__DATA IN THIS EXERCISE__

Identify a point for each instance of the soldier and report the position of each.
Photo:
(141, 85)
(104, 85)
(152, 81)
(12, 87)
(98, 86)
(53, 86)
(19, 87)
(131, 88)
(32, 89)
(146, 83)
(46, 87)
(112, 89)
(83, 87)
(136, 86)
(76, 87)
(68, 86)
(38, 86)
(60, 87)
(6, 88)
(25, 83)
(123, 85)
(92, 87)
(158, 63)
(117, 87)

__THE EXERCISE__
Return every line of the material above, unchanged and in the same order.

__EXERCISE RESULT__
Identify a point for each instance of the soldier and report the position of each.
Photo:
(141, 85)
(104, 85)
(152, 81)
(12, 87)
(98, 86)
(53, 86)
(19, 87)
(131, 88)
(32, 89)
(146, 83)
(46, 87)
(112, 89)
(83, 87)
(136, 86)
(76, 87)
(68, 86)
(38, 86)
(60, 87)
(6, 88)
(25, 83)
(123, 85)
(92, 87)
(158, 63)
(117, 87)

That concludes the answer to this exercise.